**Brief:**
Could you repeat all of the entries exactly, leaving out any pictures?

**Data:**
----------
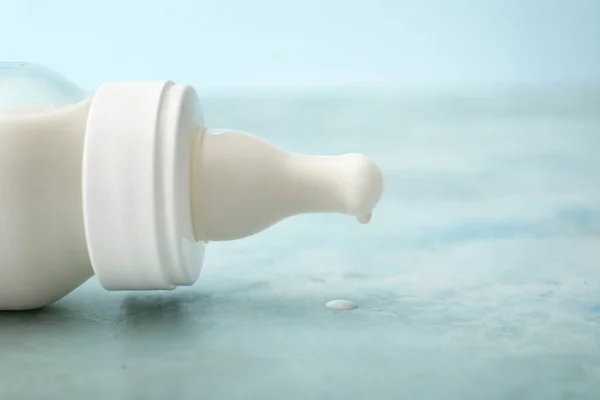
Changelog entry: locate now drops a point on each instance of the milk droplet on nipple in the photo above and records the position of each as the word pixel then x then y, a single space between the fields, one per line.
pixel 242 185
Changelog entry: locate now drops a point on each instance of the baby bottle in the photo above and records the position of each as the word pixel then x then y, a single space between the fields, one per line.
pixel 129 185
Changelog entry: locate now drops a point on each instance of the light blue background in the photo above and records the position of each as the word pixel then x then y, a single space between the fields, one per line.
pixel 271 43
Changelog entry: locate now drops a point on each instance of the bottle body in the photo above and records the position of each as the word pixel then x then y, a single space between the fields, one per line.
pixel 129 185
pixel 43 253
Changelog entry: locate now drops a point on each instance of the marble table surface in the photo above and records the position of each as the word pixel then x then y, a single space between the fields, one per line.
pixel 478 277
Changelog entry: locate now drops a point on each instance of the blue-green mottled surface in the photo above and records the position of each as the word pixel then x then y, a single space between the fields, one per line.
pixel 478 277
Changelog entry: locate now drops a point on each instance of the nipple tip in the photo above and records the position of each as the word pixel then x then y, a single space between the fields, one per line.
pixel 365 218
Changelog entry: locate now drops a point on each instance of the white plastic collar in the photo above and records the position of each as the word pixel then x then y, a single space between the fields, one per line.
pixel 136 185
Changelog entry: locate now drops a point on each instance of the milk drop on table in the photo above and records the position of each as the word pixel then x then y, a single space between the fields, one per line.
pixel 128 184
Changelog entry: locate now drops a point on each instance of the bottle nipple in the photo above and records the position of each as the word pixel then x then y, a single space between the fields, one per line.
pixel 242 184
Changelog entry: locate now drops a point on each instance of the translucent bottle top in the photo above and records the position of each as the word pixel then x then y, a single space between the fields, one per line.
----------
**Result of the task:**
Changelog entry: locate now drops a point on each instance of the milk droplet on nipple in the photo above and records the position of each as the word pixel then x then y, a single space between the fields, one per line.
pixel 242 185
Changelog entry: locate now drops a point on each instance of the baby bottle in the photo above and records the position of each as the word pixel then x then y, a single space between the fields, one per line.
pixel 129 185
Changelog entry: locate now drops a point on each instance of the light blue background in the photo above and records the position of each as the word pixel then x then y, a single space between the fields, one per line.
pixel 271 43
Changelog entry: locate now drops a point on each instance of the bottle body in the photo above and records the position of each as the word pixel then x then y, a single space between the fields, one per line.
pixel 129 185
pixel 43 253
Changelog entry: locate now drops a point on each instance of the marble table surface in the photo above and records the position of each as the word pixel then x then y, a single space between the fields, one per line.
pixel 478 277
Changelog entry: locate now drops a point on each instance of the blue-green mottled surface in the photo above and records the position of each as the word pixel then x then y, a single space between the fields, one per line.
pixel 478 277
Changelog entry: locate now drops a point on each instance of the nipple tip in the photo above and records the position of each as the word pixel then x then y, a single space between the fields, one per line.
pixel 365 218
Changelog entry: locate now drops a point on each instance of the white plastic collar in the photo above and records the position of each as the word pixel then x then y, a single space between the fields, one per line.
pixel 136 185
Changelog entry: locate now drops a point on each instance of the milk drop on table in the photo above and records the position of each as the word pixel then x then y, a single space between the fields, one per line.
pixel 128 184
Changelog entry: locate now drops a point on each instance of the bottle nipple in the photo above and records the position of each as the word pixel then x then y, a single space between the fields, one per line.
pixel 242 184
Changelog entry: locate now drops a point on each instance of the translucent bottle top in the photo above and records the position of each as the word pixel then x then y, a single space between the fields, one per line.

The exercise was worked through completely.